-- To be done --
**1)** According to the filesystem projects page, why does building the hex dump disk explorer teach filesystems?
**2)** In the records, rewrite everything from the line containing "where the doorway" down to the line containing "145, 207, 291]]", replacing "doorway" with "entryway" and leaving all else unchanged.

-- Passage shown --
################

← Back to all projects

FILESYSTEM INTERNALS LEARNING PROJECTS

Deeply Understanding Filesystems Through Building

Filesystems are one of the most elegant abstractions in computing—they transform raw disk blocks into the familiar hierarchy of files and directories we use daily. To truly understand them, you need to grapple with their core challenges: block management, metadata organization, journaling for crash consistency, and the VFS abstraction layer.

Core Concept Analysis

Understanding filesystems breaks down into these fundamental building blocks:

Concept What It Covers
On-disk layout Superblock, inode tables, data blocks, block groups
Metadata management Inodes, directory entries, permissions, timestamps
Block allocation Bitmap vs extent-based, fragmentation, free space tracking
Journaling Write-ahead logging, crash recovery, consistency guarantees
VFS layer How Linux abstracts different filesystems behind one interface
Caching Page cache, buffer cache, write-back vs write-through
Directory implementation Linear lists vs hash tables vs B-trees

Project 1: Hex Dump Disk Explorer

  • File: FILESYSTEM_INTERNALS_LEARNING_PROJECTS.md
  • Programming Language: C
  • Coolness Level: Level 4: Hardcore Tech Flex
  • Business Potential: 1. The “Resume Gold”
  • Difficulty: Level 2: Intermediate
  • Knowledge Area: Filesystems / Binary Parsing
  • Software or Tool: Hex Editors
  • Main Book: “Operating Systems: Three Easy Pieces” by Arpaci-Dusseau

What you’ll build: A command-line tool that reads raw disk images or block devices and visualizes filesystem structures—superblocks, inode tables, directory entries, and data blocks—in human-readable format.

Why it teaches filesystems: Before you can build a filesystem, you need to see one. This project forces you to understand exactly how bytes on disk translate to the files and directories you see. You’ll parse real ext2/ext4 structures and decode them byte-by-byte.

Core challenges you’ll face:

  • Reading and interpreting the superblock at byte 1024 (understanding magic numbers, block sizes, inode counts)
  • Navigating block groups and locating inode tables
  • Decoding inode structures (permissions, timestamps, block pointers, indirect blocks)

################

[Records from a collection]

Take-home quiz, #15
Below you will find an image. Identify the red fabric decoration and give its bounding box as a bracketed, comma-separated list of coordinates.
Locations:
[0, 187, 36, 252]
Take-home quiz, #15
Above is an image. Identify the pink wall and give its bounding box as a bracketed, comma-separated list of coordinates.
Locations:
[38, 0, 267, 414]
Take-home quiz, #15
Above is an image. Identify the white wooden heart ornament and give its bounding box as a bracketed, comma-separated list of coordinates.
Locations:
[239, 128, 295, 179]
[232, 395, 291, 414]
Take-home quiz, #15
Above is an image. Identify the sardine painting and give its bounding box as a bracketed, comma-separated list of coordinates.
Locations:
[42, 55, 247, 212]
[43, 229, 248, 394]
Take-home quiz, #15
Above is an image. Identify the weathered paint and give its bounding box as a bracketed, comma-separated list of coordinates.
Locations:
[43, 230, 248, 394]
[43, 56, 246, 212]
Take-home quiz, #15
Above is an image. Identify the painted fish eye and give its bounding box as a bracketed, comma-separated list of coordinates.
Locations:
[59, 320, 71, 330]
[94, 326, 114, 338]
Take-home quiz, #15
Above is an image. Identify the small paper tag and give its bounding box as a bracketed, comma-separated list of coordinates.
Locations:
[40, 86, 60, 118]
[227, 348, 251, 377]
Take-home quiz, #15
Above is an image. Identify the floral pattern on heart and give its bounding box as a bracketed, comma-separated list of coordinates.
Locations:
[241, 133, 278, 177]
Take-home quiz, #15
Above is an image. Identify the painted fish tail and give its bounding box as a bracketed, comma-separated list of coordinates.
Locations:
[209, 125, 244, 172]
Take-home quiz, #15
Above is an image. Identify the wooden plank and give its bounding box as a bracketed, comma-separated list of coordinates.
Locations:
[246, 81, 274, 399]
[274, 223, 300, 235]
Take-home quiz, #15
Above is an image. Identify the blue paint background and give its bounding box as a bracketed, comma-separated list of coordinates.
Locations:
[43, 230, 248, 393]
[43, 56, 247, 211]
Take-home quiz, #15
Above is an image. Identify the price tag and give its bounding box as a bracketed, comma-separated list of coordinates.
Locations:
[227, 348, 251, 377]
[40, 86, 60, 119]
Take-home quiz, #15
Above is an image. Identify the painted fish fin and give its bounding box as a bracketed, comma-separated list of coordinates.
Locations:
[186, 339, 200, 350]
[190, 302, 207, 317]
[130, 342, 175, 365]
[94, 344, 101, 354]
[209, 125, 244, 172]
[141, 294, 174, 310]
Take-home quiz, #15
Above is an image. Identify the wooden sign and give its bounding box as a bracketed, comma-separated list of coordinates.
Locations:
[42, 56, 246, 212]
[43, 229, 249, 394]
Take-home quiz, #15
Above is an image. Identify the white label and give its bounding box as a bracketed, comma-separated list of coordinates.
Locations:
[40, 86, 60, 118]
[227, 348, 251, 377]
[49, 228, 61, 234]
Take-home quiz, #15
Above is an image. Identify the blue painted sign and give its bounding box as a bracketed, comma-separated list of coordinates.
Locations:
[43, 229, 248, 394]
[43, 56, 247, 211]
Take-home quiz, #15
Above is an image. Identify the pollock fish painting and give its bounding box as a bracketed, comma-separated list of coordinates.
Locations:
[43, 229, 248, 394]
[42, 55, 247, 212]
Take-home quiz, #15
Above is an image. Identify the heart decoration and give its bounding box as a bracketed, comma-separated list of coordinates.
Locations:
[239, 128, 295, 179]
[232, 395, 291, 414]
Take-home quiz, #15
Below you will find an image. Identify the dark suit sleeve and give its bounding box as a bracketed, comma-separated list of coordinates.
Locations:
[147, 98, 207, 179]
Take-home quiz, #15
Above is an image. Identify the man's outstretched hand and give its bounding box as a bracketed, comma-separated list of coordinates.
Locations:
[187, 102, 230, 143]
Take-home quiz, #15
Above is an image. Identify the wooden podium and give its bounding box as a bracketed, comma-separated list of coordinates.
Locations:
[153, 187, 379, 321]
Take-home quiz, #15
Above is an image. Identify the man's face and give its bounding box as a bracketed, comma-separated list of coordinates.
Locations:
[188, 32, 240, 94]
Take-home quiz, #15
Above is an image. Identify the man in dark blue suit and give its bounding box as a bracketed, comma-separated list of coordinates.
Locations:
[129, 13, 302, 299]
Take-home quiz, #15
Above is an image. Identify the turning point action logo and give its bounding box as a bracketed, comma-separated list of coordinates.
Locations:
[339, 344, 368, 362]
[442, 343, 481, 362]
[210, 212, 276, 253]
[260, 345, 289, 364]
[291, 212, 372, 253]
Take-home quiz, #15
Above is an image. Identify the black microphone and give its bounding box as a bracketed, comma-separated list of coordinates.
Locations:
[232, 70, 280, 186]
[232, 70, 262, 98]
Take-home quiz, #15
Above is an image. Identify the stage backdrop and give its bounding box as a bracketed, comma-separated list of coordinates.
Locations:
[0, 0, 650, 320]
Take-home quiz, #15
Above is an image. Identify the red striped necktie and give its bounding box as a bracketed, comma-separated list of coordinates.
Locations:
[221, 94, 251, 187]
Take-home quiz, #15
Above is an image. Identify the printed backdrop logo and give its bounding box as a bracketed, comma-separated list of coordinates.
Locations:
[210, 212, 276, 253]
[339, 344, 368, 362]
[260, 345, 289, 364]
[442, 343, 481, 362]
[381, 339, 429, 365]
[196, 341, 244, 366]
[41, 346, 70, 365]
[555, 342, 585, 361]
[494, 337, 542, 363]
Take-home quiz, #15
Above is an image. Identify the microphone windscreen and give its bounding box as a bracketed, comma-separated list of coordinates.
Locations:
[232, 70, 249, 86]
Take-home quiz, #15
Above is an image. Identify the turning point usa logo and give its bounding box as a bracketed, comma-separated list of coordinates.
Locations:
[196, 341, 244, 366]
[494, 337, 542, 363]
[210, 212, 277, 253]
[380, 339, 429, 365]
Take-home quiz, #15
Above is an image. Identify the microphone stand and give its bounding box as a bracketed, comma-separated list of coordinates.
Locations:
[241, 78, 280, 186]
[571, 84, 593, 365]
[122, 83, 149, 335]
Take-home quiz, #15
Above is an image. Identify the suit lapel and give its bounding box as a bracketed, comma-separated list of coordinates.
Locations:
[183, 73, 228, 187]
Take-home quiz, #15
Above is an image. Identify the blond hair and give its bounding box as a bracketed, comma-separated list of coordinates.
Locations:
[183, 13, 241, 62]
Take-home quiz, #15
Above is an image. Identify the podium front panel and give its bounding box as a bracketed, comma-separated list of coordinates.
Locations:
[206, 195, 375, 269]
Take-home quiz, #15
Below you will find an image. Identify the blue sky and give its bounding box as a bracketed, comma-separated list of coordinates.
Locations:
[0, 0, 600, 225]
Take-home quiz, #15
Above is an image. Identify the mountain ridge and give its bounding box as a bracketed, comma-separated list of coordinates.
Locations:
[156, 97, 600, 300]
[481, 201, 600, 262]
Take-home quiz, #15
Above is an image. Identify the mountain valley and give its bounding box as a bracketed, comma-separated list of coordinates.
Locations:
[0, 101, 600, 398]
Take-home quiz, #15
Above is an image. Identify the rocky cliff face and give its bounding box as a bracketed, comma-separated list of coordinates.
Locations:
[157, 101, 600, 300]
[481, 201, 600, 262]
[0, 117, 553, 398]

################

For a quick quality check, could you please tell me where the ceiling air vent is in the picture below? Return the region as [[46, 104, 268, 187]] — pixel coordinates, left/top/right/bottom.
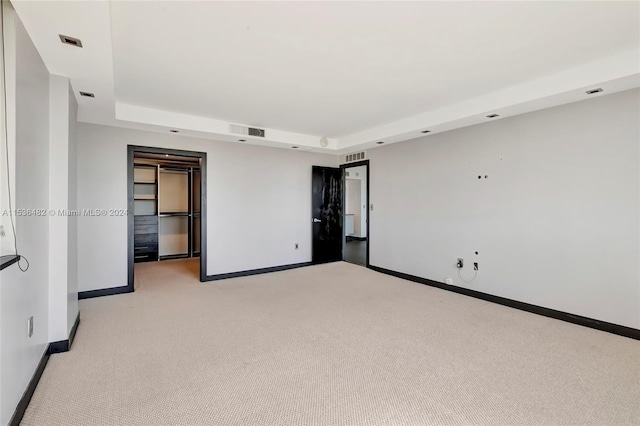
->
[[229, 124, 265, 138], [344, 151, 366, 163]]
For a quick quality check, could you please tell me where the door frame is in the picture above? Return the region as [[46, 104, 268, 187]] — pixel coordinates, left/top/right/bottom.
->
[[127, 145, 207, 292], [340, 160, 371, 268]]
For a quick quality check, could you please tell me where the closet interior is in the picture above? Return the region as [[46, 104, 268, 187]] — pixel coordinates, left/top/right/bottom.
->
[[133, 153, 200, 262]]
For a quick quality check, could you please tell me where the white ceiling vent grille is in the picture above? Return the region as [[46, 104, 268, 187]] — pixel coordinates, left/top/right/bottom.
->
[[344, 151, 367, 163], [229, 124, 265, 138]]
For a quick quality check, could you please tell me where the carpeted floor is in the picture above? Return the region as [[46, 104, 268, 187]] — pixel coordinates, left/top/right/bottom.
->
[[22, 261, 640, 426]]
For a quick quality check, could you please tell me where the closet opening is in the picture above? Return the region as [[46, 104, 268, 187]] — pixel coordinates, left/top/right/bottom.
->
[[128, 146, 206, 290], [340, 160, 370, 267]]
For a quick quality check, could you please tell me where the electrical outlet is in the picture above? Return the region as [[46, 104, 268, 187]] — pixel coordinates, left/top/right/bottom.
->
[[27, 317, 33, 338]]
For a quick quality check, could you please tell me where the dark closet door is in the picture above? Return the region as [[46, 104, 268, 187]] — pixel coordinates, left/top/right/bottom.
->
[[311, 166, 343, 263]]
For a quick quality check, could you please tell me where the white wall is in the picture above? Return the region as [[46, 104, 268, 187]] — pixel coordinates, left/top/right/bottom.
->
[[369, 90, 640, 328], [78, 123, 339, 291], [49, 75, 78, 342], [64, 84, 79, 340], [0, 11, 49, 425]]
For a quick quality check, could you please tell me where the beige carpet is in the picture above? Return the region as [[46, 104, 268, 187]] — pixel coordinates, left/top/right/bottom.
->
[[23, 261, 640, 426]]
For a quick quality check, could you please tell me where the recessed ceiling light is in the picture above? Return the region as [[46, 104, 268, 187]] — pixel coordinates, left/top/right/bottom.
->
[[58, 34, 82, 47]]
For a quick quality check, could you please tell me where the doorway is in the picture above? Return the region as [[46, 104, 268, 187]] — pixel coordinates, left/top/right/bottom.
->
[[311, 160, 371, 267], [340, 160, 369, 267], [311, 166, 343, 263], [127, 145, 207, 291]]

################

-- Answers to the tasks --
**1)** Before you can build a filesystem, you need to see one. The project forces you to understand how bytes on disk translate into the files and directories you see, because you parse real ext2/ext4 structures and decode them byte by byte.

**2)**
For a quick quality check, could you please tell me where the entryway is in the picture above? Return the region as [[46, 104, 268, 187]] — pixel coordinates, left/top/right/bottom.
->
[[311, 160, 371, 267], [340, 160, 369, 267], [311, 166, 343, 263], [127, 145, 207, 291]]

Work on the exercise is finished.